Material shown:
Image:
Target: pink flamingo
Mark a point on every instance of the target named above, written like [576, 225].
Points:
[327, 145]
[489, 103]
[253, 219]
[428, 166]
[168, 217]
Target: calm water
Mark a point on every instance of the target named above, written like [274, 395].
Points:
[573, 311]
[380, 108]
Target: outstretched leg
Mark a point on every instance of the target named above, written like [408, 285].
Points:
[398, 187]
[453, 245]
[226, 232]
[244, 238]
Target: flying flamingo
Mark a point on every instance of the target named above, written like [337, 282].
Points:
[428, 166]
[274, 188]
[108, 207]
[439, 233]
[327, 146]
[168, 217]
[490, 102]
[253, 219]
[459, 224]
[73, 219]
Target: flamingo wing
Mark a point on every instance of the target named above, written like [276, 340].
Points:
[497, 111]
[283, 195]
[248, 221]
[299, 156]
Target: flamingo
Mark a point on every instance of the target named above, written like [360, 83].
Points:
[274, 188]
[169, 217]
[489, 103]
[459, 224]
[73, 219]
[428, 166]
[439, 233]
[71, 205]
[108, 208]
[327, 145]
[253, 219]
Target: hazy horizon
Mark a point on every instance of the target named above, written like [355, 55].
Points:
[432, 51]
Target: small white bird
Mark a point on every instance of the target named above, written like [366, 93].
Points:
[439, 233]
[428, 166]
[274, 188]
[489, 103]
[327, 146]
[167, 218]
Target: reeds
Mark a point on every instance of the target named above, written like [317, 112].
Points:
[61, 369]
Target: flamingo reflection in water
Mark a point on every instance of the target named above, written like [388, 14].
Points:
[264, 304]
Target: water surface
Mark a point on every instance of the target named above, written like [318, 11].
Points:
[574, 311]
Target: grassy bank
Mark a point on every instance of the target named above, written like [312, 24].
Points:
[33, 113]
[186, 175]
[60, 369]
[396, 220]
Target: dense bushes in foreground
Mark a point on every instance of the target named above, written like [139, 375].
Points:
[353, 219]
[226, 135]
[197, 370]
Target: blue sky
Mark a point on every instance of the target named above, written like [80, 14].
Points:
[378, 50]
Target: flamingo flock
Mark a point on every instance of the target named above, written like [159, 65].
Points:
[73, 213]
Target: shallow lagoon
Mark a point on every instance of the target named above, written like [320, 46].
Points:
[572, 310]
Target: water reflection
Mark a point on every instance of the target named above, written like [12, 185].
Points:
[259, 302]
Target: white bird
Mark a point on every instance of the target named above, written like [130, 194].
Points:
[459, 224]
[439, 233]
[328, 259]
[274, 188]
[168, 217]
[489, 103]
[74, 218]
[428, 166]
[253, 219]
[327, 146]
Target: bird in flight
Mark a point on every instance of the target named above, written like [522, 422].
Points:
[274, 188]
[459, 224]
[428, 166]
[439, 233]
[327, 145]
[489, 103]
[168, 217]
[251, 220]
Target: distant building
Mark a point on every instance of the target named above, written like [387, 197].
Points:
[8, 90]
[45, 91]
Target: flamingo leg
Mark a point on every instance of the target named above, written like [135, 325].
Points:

Your objective:
Recopy all the lines exactly as they appear.

Exercise answer:
Image:
Target: pink flamingo
Mark a point on every instance of the target named above, written like [576, 225].
Points:
[327, 145]
[489, 103]
[253, 219]
[428, 166]
[168, 217]
Target: calm water
Mark a point on every instance of the target named above, written like [274, 395].
Points:
[573, 311]
[380, 108]
Target: outstretched leg
Mark a point on every instance of the target named above, written like [408, 285].
Points:
[398, 187]
[453, 245]
[226, 232]
[244, 238]
Target: flying flamingo
Mark a point on every instance of the target named above, written like [337, 282].
Points:
[428, 166]
[274, 188]
[108, 207]
[439, 233]
[327, 146]
[168, 217]
[490, 102]
[253, 219]
[459, 224]
[73, 219]
Target: flamingo wing
Mark a point on every instance of the target named above, written like [276, 340].
Points:
[497, 111]
[283, 195]
[248, 221]
[299, 156]
Target: flamingo
Mark a point on every instance of the target named above, written like [360, 83].
Points:
[274, 188]
[169, 217]
[489, 103]
[459, 224]
[73, 219]
[428, 166]
[439, 233]
[71, 205]
[108, 208]
[327, 145]
[253, 219]
Target: hazy horizon
Mark a point on every instance of the target named above, written like [355, 55].
Points:
[432, 51]
Target: small white bird
Mark a point on every instance of the target named above, written like [366, 93].
Points:
[439, 233]
[428, 166]
[274, 188]
[489, 103]
[327, 146]
[167, 218]
Target: reeds
Mark a point on every instance of the target named above, written like [317, 112].
Points:
[61, 369]
Target: flamingo reflection in water
Mark a point on every instance of the target named above, written like [388, 14].
Points:
[264, 304]
Target: water surface
Mark a point on every instance of the target named above, written like [318, 11].
Points:
[574, 311]
Target: grassy bank
Mark a point on every instance of the target named above, written like [312, 24].
Points:
[33, 113]
[186, 175]
[60, 369]
[396, 220]
Target: dense bushes in foreground
Mark a point on every instance of the target named above, written like [139, 375].
Points:
[353, 219]
[226, 135]
[197, 370]
Target: blue sky
Mark a point on every instance of the target named above, written like [80, 14].
Points:
[378, 50]
Target: flamingo flock
Mark a point on every instance of the target named above, written like [159, 65].
Points:
[73, 213]
Target: shallow lagoon
Mark a point on every instance of the target named above, written like [320, 46].
Points:
[572, 310]
Target: water reflection
Mark a point on every instance of the target named above, written like [12, 185].
Points:
[259, 302]
Target: white bird
Mark a point on every instance of the target named above, written like [130, 194].
Points:
[459, 224]
[439, 233]
[328, 259]
[274, 188]
[168, 217]
[489, 103]
[74, 218]
[428, 166]
[253, 219]
[327, 146]
Target: bird in flight
Mark a point on every instance of the target named above, written like [522, 422].
Points:
[274, 188]
[459, 224]
[428, 166]
[439, 233]
[327, 145]
[489, 103]
[168, 217]
[251, 220]
Target: distant building
Mark a point on every instance of the target named above, written like [387, 197].
Points:
[8, 90]
[45, 91]
Target: flamingo leg
Mark a point on every instance of the target named above, written like [135, 325].
Points:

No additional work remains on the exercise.